To be done >>
Report only the number of rows below that contain the string "shirt". Matching is case-sensitive.

■ ■ ■ ■ ■

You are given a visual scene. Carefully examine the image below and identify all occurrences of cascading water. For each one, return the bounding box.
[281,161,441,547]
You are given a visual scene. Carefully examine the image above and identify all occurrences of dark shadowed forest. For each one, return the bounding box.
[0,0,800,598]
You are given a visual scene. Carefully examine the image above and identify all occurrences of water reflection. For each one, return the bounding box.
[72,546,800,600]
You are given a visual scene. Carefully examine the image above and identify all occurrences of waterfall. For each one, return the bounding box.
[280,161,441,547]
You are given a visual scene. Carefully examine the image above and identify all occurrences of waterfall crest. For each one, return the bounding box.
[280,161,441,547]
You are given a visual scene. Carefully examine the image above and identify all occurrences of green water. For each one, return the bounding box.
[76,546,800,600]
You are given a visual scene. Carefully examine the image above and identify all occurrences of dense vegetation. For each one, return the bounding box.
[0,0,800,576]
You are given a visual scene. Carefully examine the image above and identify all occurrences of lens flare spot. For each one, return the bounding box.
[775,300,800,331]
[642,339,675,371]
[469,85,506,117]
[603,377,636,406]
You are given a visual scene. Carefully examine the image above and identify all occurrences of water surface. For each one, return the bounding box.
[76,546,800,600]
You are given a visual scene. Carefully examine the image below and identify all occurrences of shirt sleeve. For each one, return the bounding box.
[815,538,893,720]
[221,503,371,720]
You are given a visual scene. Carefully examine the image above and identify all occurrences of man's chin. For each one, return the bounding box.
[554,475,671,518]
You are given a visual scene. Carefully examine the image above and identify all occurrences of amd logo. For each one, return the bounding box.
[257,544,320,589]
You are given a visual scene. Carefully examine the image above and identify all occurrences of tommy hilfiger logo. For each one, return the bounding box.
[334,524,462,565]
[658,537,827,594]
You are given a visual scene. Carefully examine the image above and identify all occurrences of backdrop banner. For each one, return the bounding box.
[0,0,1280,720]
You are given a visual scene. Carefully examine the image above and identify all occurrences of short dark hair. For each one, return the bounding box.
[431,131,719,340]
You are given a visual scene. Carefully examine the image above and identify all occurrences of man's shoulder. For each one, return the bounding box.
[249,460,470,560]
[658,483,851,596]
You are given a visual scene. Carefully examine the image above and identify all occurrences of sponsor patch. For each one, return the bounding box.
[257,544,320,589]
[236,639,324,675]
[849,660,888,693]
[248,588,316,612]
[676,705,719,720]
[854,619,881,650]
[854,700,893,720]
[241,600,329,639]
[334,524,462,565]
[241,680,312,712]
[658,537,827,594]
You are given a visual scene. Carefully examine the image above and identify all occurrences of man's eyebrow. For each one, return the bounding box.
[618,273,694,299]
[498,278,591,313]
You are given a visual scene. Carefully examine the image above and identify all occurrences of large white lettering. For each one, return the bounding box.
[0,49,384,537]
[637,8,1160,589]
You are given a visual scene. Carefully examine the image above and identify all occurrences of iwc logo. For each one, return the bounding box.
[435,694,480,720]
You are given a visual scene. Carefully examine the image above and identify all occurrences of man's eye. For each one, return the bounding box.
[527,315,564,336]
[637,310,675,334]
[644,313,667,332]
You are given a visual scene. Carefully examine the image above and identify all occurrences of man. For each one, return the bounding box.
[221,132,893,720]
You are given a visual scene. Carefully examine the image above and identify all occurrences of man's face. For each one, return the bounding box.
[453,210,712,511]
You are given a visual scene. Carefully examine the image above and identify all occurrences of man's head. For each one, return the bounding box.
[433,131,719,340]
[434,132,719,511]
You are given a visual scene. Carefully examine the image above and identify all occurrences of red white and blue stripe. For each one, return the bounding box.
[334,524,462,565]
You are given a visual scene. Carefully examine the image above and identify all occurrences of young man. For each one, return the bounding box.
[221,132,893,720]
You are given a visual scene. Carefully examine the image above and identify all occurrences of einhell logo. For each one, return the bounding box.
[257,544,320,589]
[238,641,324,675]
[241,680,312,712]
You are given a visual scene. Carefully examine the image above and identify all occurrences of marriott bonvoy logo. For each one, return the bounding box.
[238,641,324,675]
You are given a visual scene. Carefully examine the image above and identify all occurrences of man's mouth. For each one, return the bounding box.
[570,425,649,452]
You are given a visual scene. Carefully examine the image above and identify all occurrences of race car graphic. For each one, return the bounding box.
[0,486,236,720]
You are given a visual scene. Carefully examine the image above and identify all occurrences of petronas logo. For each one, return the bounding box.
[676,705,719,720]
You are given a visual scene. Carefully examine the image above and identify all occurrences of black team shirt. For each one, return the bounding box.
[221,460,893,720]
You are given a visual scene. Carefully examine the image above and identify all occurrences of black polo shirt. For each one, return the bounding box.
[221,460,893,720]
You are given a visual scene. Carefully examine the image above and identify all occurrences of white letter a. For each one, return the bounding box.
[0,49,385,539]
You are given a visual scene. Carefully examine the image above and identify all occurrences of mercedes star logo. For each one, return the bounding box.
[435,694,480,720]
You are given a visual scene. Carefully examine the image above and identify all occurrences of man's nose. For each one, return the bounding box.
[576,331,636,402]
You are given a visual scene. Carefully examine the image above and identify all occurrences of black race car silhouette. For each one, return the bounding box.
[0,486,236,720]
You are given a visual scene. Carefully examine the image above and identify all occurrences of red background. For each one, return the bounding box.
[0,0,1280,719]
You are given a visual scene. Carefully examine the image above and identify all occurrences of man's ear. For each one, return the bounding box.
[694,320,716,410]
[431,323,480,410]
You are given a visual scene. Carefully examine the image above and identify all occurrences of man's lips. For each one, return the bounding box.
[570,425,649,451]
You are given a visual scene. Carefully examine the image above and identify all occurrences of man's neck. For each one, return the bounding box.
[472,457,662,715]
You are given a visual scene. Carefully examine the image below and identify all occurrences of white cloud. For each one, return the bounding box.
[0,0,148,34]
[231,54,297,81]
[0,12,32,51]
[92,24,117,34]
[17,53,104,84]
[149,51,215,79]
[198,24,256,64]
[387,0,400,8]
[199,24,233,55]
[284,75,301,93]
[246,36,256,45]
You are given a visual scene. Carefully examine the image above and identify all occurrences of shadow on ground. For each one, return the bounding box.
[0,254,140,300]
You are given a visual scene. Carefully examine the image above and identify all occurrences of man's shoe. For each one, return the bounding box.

■ ■ ■ ■ ■

Reply to the task >>
3